WRITTEN PROBLEM: Copy out every one of the records below, character for character.

DATA EXTRACT:
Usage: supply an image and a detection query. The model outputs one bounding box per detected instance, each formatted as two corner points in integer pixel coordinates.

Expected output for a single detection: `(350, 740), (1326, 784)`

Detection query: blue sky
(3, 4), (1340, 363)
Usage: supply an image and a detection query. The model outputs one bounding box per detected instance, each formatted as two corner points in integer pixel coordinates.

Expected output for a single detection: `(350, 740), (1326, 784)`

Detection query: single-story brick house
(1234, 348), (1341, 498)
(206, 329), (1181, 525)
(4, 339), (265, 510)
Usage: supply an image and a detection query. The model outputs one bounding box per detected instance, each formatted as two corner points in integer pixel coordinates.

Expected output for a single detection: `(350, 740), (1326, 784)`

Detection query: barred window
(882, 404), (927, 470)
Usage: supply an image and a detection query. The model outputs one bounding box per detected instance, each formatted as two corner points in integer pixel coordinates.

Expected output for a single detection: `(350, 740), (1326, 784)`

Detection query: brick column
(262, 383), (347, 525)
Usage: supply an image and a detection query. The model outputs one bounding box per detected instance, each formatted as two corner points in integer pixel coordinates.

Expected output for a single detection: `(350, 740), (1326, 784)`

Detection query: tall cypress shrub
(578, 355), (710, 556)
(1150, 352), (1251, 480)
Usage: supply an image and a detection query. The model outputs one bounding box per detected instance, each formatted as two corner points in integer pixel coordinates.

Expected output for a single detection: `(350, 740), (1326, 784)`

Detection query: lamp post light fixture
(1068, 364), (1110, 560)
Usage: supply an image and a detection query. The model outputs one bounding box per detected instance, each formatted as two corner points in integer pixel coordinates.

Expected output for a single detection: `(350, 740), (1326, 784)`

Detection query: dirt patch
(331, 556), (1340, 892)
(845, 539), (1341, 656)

ANSWER TO THIS EXERCISE:
Usage: supply an image and a detection query. The model outputs one bounding box per detected instance, each formatted as two corner points in integer pixel coordinates.

Expected output for a single detection: `(350, 740), (1326, 784)`

Detection query: blue sky
(3, 4), (1340, 363)
Usage: supply an image and a detection query. The model outputs one bounding box per detected instance, each formatted as two corner points in integer pixel coordinates.

Expected output for a single detection: `(350, 740), (1326, 784)`

Detection query: single-story brick house
(1234, 348), (1341, 498)
(206, 329), (1181, 525)
(4, 339), (265, 510)
Usage: supply an image and a detection query. The model outputs one bounding box per detected instance, each formatted as two corner points in integer pixel coordinates.

Expected output for a single detection: `(350, 740), (1326, 784)`

Detection query: barred window
(882, 404), (927, 470)
Usage: supply an image and a detection query. The model outputs one bounding box per detected instance, each formatted as two corner points in integer pixel coordinates.

Expected output for a single detection: `(350, 740), (1326, 784)`

Detection query: brick column
(262, 383), (347, 525)
Usage: supply an image and a detection query. The model outputs one bounding box per detected instance, each formatted as two corner points in integer pixel coordinates.

Expected output for a single detection: `(350, 740), (1326, 784)`

Detection query: tall cypress shrub
(578, 355), (710, 556)
(1150, 352), (1251, 480)
Usage: supply an image and a detection query. The model outputs one bounding box per detected instance, each formatted as two corner points in integer pixel coordinates.

Expected output for a single detection: `(350, 740), (1326, 784)`

Detection query: lamp post light fixture
(1068, 364), (1110, 560)
Usage: supply an image and a detection query. The model outputs one bounding box per detected instance, each formatted as two corner points in integer pixel coordinates.

Expected output for a single detection: `(350, 740), (1326, 784)`

Detection query: dirt patch
(331, 556), (1340, 892)
(845, 539), (1341, 656)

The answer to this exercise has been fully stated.